## Текст для чтения
***

Тем временем Бошняк приезжает из Ашевы в Новоржев и начинает там свою работу по выявлению настроения опального Пушкина. Остановившись в гостинице, Бошняк узнает от её хозяина Катосова, что Пушкин был на ярмарке в Святых Горах, что он «скромен и осторожен, о правительстве не говорит, и вообще никаких слухов об нём по народу не ходит», что никаких возмутительных песен не сочинял. В гостинице Бошняк знакомится с уездным заседателем Чихачевым, знакомым, по его словам, с Пушкиным. По свидетельству Чихачева, Пушкин ведёт себя скромно.
А в это время следует ещё один удар по Пушкину, да какой!

***

(Строки, выбранные из коллекции)
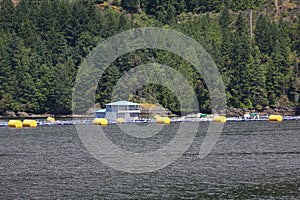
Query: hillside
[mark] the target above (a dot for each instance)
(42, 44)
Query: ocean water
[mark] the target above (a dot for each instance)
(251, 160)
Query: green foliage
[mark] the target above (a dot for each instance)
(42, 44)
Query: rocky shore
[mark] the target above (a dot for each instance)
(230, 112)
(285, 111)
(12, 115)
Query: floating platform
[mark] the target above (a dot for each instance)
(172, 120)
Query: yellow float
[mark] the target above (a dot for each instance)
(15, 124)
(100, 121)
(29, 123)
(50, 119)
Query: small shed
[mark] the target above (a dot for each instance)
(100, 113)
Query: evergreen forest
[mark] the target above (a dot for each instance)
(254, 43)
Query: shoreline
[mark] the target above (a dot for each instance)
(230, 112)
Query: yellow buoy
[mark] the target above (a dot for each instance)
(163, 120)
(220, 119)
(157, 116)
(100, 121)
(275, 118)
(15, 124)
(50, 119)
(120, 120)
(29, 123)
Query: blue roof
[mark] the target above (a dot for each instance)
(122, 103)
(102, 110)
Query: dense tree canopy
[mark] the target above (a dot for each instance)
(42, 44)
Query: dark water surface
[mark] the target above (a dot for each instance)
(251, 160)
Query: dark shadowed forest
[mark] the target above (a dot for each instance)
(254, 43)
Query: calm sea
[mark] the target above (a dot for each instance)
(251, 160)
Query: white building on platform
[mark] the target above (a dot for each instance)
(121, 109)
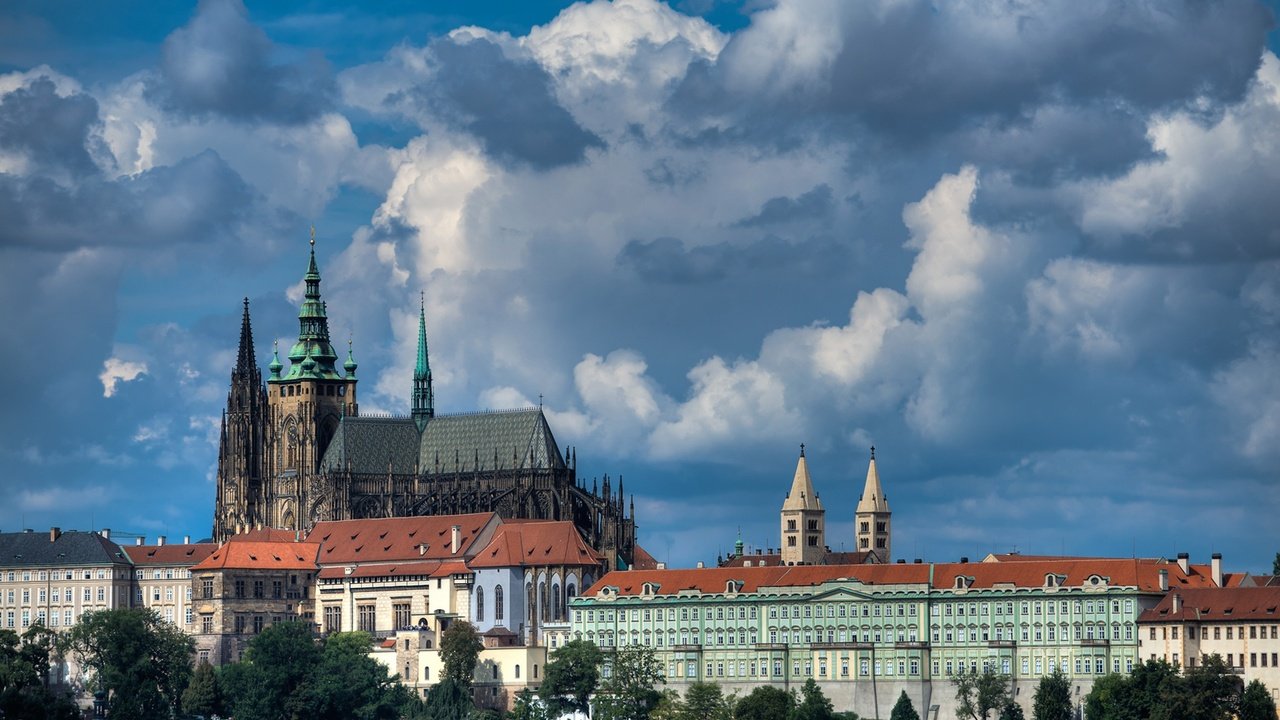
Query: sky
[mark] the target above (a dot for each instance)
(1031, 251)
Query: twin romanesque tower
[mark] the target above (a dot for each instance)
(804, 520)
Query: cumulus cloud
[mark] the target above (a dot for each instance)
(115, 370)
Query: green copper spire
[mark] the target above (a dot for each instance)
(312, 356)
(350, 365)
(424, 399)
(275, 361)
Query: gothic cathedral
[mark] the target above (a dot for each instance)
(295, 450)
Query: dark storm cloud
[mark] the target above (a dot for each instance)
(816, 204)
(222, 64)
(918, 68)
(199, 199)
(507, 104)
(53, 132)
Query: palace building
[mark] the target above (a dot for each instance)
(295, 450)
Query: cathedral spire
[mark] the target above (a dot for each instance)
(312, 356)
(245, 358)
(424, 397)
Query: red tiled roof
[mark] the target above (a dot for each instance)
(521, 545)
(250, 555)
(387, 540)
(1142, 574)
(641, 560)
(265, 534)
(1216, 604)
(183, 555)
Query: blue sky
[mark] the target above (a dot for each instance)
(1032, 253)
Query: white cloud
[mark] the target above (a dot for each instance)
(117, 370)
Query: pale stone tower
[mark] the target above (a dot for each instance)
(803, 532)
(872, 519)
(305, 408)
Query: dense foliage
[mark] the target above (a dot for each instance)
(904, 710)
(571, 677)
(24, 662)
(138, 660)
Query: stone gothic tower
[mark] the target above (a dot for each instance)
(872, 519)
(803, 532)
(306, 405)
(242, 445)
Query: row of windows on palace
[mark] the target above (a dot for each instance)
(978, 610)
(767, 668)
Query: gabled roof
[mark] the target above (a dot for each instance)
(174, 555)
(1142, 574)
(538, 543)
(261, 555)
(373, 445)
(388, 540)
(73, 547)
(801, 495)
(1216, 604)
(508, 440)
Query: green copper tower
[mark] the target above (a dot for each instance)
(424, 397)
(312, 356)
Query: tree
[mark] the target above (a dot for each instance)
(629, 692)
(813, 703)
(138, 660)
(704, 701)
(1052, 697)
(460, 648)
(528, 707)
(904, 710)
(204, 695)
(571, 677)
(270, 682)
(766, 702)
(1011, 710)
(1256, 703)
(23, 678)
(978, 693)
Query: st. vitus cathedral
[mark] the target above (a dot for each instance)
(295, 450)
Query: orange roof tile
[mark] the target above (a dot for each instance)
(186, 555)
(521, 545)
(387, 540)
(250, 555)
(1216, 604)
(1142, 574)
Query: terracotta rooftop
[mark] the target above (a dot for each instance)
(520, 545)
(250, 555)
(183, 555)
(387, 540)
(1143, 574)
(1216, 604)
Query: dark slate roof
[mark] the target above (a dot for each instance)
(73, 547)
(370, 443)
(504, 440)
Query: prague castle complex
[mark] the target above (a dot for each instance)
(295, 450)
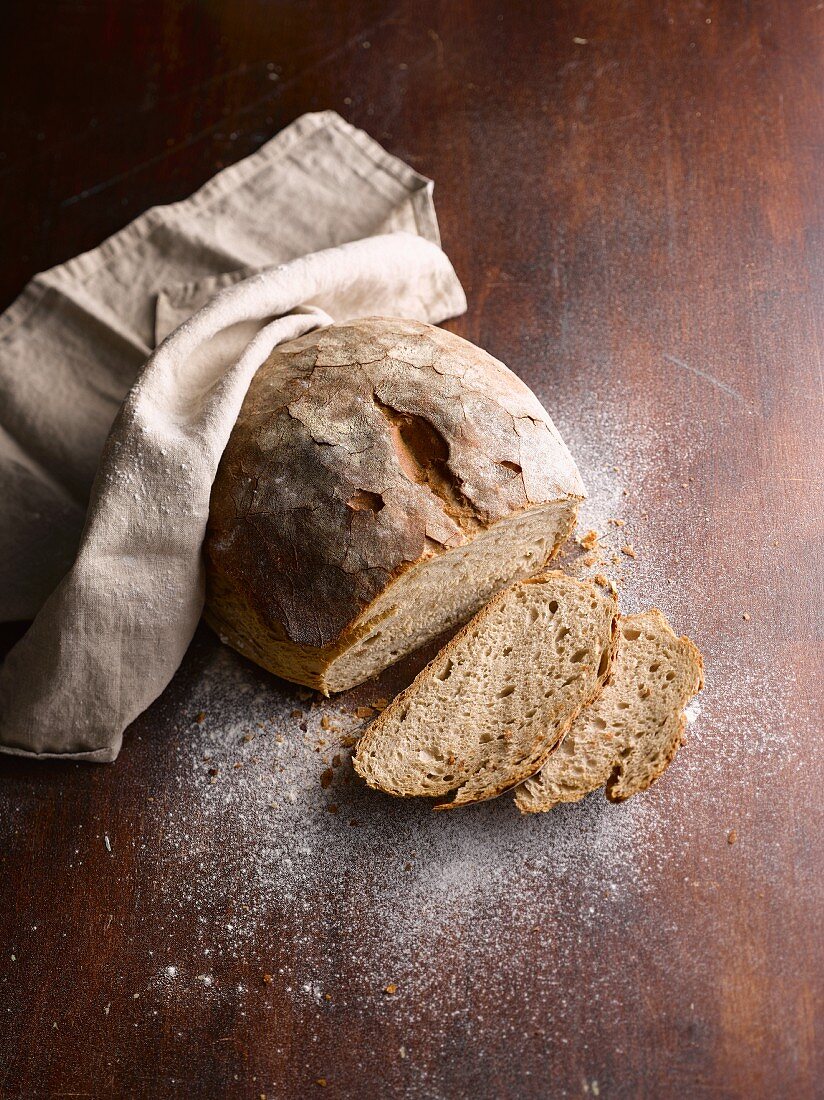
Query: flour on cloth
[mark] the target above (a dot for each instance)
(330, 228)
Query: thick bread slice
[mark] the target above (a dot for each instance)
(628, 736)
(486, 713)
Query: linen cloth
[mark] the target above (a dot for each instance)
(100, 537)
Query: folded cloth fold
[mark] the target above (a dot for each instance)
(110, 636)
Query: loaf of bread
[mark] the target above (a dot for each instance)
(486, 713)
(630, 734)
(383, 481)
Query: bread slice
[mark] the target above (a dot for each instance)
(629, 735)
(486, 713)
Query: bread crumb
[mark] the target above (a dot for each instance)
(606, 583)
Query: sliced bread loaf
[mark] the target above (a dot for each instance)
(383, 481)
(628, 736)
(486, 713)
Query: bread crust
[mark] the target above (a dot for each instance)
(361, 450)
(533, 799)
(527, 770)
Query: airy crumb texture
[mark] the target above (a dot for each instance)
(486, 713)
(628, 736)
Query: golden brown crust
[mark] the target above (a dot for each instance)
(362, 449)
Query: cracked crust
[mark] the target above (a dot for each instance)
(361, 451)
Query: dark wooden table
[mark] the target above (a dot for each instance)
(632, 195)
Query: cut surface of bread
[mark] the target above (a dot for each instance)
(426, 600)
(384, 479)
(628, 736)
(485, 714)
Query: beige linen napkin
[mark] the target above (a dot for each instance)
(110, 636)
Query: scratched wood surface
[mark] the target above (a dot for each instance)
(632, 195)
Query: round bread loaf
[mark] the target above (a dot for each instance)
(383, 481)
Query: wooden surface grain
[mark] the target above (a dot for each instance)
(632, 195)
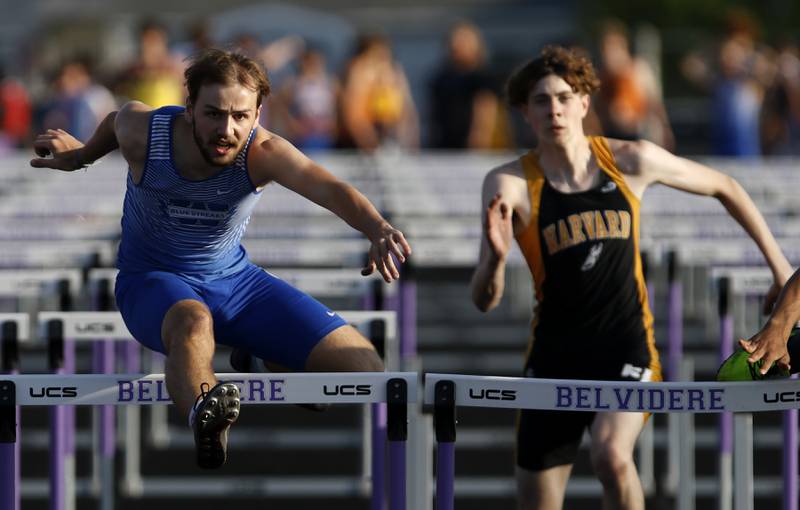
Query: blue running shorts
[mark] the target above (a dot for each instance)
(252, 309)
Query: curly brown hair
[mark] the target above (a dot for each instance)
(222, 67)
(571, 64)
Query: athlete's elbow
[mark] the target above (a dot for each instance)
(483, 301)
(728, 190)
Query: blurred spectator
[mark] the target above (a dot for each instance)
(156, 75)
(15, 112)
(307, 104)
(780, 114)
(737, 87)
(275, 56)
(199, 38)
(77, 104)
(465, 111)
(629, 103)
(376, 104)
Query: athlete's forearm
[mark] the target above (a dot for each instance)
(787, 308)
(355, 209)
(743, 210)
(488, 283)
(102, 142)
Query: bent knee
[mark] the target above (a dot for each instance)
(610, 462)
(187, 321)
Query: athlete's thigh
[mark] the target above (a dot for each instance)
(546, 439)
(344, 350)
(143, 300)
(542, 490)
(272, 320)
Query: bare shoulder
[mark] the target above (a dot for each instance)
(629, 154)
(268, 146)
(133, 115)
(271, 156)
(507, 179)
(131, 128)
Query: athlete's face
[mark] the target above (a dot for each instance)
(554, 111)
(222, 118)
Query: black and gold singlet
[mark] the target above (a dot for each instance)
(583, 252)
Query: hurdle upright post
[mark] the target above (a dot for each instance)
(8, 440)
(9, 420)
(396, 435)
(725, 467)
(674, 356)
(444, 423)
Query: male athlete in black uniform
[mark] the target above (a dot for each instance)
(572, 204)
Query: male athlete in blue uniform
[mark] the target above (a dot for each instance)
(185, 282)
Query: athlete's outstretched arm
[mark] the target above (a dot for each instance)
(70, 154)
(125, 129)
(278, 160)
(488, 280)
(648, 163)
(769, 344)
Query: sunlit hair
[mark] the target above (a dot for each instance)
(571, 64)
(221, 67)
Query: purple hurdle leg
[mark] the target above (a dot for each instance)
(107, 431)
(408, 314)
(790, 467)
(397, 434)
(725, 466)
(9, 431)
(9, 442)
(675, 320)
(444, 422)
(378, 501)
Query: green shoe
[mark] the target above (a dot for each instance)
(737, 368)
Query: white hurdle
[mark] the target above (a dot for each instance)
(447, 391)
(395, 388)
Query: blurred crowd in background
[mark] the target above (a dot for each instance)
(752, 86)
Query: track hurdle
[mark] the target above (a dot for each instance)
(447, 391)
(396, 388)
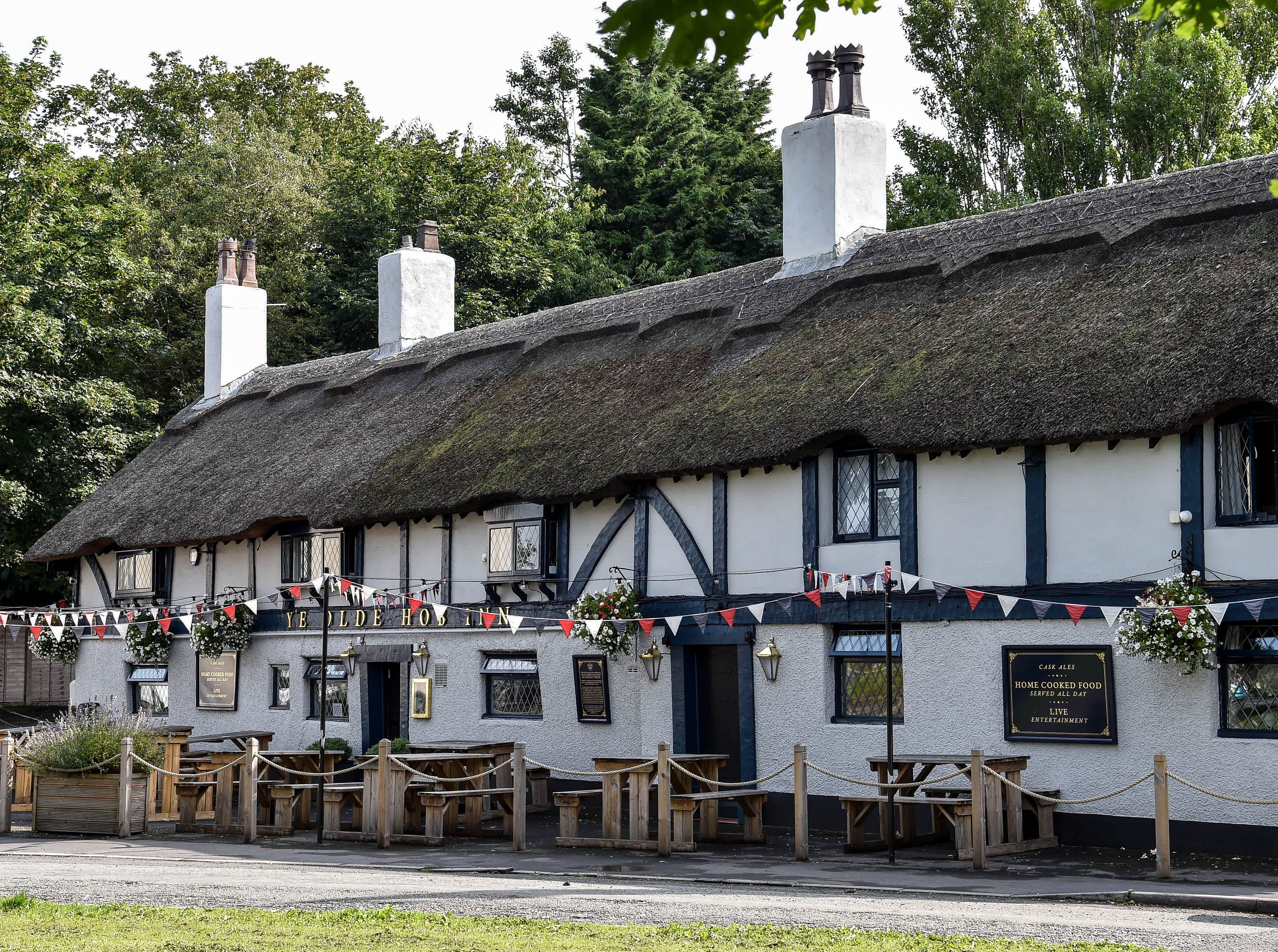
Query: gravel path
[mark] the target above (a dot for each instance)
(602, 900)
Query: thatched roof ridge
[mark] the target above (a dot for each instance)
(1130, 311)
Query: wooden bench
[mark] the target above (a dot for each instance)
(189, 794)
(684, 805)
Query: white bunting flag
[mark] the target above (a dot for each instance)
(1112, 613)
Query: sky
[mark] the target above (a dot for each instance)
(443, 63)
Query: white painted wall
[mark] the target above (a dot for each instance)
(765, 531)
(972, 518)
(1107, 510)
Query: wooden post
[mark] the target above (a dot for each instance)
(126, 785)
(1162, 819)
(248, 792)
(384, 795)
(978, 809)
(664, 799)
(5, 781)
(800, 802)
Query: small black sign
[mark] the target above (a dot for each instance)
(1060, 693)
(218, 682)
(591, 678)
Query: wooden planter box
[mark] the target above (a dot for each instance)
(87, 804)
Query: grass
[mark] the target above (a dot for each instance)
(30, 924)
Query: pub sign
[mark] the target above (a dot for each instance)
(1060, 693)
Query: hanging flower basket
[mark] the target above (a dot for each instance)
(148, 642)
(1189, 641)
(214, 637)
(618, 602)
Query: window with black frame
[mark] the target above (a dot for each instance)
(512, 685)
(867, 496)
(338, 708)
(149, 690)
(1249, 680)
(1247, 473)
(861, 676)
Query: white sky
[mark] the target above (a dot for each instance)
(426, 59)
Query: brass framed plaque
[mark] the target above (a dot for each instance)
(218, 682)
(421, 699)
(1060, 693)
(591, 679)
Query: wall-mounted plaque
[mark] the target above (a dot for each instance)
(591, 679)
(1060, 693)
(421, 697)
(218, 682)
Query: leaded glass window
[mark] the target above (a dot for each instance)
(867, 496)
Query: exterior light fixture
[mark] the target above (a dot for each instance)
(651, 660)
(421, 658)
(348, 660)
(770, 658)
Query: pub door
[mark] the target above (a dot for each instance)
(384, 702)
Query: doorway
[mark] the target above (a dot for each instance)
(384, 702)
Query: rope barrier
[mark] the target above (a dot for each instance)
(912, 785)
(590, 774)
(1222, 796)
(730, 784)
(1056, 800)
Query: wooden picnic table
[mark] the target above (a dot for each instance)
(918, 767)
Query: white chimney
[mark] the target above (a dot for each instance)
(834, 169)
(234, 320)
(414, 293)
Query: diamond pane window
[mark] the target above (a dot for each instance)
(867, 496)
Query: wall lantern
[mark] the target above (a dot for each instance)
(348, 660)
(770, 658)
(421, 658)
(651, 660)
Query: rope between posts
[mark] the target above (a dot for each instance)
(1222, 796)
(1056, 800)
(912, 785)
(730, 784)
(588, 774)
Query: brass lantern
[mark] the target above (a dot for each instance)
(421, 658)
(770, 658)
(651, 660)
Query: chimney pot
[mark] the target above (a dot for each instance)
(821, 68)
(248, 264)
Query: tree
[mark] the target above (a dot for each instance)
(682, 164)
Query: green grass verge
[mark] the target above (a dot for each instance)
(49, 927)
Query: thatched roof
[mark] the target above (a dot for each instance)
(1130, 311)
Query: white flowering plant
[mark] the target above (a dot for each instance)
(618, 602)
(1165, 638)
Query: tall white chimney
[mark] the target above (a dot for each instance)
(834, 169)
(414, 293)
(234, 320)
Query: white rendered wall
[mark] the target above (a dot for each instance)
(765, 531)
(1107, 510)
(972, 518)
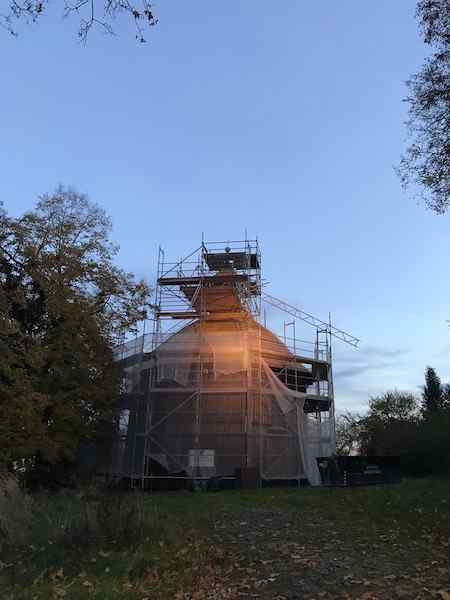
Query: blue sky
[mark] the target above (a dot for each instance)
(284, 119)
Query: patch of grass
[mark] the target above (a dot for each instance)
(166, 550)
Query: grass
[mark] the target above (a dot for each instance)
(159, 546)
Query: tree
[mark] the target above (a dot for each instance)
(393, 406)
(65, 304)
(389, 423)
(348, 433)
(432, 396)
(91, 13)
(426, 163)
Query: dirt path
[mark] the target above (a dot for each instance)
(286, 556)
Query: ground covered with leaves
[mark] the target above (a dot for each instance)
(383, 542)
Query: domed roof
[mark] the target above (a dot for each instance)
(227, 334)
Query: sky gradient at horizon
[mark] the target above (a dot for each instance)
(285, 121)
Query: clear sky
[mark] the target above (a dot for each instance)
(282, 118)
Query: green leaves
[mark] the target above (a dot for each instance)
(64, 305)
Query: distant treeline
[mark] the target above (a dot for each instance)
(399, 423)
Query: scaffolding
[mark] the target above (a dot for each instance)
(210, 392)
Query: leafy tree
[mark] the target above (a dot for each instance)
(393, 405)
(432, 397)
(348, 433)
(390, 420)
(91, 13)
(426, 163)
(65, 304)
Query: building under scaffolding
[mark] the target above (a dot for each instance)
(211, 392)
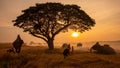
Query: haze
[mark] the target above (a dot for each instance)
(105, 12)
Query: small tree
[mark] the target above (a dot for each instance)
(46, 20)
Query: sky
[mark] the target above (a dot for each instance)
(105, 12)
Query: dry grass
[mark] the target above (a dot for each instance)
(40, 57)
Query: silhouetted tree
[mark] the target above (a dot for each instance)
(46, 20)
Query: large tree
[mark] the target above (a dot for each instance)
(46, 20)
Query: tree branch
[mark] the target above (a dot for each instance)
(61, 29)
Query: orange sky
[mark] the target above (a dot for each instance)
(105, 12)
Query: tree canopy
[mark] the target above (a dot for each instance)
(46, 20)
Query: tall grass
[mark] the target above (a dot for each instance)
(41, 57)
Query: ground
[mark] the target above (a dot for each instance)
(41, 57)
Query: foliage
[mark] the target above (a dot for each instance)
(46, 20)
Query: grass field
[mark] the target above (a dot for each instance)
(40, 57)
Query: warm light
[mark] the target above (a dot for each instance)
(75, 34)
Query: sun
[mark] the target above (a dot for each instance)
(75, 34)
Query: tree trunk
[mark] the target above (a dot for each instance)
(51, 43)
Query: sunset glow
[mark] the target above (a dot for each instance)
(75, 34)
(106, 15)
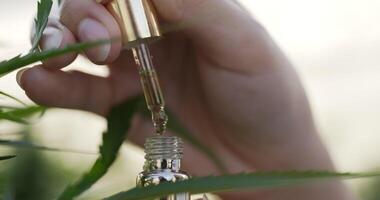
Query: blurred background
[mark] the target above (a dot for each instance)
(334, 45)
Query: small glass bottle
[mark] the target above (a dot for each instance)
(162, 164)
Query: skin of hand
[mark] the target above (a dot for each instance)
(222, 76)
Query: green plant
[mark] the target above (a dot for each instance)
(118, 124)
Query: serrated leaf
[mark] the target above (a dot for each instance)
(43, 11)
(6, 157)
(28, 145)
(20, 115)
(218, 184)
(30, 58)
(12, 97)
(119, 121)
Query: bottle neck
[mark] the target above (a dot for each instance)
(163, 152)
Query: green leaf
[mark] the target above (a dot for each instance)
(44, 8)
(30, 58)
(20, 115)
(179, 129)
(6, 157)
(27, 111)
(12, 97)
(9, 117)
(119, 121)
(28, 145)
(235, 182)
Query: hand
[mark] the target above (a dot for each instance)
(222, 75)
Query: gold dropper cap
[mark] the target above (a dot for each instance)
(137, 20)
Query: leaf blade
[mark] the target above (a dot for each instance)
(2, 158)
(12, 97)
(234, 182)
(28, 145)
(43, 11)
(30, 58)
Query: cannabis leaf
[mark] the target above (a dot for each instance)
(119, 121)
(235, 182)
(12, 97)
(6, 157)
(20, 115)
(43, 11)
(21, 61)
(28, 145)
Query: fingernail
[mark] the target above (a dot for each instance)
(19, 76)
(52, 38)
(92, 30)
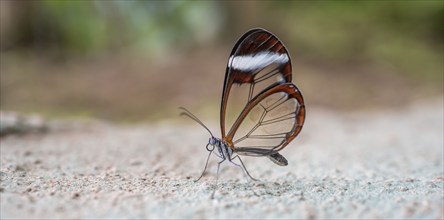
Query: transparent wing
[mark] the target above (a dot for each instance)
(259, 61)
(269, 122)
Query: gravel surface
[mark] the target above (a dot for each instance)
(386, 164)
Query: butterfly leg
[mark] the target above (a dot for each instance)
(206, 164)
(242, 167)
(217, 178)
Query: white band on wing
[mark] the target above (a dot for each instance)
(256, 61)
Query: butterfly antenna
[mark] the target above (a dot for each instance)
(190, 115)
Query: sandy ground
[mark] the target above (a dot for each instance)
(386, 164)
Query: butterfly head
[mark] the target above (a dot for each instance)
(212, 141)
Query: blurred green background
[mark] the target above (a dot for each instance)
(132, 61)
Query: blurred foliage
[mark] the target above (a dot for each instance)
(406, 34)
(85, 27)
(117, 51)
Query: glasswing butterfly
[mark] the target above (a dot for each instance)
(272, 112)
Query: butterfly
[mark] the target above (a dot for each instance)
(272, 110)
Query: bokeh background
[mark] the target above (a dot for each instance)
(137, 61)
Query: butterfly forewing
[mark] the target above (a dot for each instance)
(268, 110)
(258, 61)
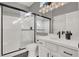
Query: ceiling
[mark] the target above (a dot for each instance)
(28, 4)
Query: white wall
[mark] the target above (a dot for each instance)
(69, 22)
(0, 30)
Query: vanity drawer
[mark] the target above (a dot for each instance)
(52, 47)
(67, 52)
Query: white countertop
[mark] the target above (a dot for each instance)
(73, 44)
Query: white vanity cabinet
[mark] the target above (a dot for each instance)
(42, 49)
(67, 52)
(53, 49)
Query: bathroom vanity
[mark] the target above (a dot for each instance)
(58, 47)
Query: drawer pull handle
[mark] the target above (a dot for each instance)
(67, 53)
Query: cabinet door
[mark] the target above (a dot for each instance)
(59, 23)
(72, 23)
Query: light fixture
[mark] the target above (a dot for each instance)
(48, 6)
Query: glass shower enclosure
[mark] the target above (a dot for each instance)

***

## Задание
Перепишите фрагмент текста о Бошняке и Пушкине между словами «Тем временем Бошняк» и «ведёт себя скромно.» включительно, заменив «Бошняк» на «агент».

## Выполненное задание
Тем временем агент приезжает из Ашевы в Новоржев и начинает там свою работу по выявлению настроения опального Пушкина. Остановившись в гостинице, агент узнает от её хозяина Катосова, что Пушкин был на ярмарке в Святых Горах, что он «скромен и осторожен, о правительстве не говорит, и вообще никаких слухов об нём по народу не ходит», что никаких возмутительных песен не сочинял. В гостинице агент знакомится с уездным заседателем Чихачевым, знакомым, по его словам, с Пушкиным. По свидетельству Чихачева, Пушкин ведёт себя скромно.